Copy the entries below word for word, starting at the line containing "The endpoint marks every instance of the white bird" and ending at the line containing "x=1135, y=823", with both of those lines included.

+ + + + + + +

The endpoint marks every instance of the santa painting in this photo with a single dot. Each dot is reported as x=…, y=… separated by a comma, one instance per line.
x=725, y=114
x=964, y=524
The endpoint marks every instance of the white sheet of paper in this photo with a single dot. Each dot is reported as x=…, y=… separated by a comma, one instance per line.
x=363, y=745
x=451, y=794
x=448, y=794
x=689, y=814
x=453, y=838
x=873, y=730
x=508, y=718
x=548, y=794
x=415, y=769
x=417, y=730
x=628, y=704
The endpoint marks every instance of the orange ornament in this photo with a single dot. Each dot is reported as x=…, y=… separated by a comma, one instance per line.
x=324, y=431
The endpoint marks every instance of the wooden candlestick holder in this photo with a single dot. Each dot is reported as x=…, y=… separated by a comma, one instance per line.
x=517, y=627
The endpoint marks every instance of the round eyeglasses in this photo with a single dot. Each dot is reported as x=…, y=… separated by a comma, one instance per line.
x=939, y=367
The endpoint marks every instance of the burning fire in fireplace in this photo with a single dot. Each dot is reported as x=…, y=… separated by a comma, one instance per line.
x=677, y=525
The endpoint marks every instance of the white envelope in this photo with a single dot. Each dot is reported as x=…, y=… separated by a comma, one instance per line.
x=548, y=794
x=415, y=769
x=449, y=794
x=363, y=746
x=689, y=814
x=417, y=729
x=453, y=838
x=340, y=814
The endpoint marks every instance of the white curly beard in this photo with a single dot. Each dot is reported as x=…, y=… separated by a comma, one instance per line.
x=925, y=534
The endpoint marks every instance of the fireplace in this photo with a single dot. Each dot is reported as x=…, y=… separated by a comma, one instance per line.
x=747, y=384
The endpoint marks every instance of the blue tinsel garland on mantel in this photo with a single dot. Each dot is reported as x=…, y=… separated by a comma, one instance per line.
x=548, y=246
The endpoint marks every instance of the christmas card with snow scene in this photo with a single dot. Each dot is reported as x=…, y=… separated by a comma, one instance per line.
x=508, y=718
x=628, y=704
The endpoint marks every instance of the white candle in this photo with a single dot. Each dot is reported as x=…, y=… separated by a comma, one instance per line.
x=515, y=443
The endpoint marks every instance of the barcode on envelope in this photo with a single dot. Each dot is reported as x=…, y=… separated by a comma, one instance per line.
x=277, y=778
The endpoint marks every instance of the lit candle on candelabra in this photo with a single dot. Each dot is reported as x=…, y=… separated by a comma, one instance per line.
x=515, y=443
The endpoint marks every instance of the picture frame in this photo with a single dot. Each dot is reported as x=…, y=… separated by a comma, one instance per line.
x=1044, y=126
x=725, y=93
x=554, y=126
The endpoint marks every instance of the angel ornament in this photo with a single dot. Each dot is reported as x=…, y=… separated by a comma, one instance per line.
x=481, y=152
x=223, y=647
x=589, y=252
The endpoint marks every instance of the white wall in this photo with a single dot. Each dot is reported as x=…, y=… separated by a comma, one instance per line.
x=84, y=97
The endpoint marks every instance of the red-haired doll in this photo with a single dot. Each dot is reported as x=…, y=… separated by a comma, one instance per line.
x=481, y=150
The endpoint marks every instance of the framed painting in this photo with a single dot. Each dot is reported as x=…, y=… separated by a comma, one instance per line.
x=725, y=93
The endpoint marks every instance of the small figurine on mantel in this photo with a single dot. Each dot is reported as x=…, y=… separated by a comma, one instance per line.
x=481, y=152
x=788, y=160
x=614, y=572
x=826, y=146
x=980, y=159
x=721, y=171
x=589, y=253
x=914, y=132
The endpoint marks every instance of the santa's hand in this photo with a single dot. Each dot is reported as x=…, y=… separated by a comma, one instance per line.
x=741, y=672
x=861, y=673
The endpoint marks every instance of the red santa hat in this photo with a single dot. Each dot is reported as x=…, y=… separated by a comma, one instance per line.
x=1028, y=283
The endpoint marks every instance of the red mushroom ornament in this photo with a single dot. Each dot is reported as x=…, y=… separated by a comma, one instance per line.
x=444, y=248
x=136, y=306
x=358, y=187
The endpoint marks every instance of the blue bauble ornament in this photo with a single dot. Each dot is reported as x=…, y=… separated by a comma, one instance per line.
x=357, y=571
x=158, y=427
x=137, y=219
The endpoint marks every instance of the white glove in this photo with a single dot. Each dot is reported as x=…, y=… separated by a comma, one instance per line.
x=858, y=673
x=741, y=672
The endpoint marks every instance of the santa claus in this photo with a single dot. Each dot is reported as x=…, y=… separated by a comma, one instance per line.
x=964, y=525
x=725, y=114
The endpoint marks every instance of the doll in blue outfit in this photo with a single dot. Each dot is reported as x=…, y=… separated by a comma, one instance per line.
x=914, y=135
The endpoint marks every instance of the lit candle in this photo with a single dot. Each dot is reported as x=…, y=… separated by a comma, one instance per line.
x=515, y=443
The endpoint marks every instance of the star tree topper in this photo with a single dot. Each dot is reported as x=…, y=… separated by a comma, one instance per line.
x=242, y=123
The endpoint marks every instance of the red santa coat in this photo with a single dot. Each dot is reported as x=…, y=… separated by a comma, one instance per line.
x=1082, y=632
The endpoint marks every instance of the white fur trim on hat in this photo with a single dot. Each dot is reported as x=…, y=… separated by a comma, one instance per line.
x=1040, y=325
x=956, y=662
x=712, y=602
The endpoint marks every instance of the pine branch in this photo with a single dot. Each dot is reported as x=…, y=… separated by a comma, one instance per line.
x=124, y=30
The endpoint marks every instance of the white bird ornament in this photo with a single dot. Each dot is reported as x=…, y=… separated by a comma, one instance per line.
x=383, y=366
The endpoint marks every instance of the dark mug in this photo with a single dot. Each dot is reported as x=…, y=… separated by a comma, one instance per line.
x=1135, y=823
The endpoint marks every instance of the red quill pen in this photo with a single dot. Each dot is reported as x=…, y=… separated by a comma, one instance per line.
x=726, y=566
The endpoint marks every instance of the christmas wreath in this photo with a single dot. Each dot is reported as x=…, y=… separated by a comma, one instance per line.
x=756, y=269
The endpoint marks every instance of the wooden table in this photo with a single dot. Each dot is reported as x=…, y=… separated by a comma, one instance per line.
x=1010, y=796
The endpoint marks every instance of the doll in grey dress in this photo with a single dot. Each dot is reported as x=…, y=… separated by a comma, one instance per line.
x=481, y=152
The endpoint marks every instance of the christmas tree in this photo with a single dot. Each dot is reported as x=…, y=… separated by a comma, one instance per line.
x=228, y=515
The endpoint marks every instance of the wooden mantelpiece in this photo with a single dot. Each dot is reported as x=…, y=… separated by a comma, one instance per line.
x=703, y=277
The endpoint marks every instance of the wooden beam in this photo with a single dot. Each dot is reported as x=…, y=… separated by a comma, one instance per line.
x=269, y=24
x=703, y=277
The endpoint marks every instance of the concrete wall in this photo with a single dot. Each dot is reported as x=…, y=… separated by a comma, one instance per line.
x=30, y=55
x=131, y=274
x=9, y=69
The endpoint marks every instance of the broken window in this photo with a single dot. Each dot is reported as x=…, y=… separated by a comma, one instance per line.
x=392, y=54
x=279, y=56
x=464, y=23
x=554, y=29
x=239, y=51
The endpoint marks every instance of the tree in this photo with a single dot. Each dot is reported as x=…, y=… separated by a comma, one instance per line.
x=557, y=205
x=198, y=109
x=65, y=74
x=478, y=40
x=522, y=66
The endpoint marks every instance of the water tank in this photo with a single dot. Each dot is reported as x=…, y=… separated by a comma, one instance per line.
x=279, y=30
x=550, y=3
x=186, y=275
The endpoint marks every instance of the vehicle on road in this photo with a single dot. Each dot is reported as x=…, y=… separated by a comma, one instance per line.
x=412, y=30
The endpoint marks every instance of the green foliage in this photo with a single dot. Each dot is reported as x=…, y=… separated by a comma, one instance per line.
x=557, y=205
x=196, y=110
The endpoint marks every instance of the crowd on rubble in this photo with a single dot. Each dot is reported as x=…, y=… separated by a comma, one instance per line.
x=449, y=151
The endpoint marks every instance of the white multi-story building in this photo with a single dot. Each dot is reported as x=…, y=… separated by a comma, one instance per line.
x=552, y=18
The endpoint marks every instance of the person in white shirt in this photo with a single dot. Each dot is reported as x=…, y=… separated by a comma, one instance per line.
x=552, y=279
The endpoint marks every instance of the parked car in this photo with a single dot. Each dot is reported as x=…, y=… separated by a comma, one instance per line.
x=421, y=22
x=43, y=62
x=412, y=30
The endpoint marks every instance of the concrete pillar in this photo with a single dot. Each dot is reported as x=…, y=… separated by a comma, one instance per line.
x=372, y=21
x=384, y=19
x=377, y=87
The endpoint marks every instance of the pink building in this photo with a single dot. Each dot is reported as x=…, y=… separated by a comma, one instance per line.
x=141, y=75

+ + + + + + +

§ **EXERCISE SOLUTION**:
The endpoint marks every instance of the white bird ornament in this photo with a single dot. Each dot is reported as x=…, y=… separated by a comma, one instance per line.
x=383, y=366
The endpoint marks every instance of the dark mug in this photo with a single dot. Each dot is reported as x=…, y=… separated by a comma, one instance per line.
x=1135, y=823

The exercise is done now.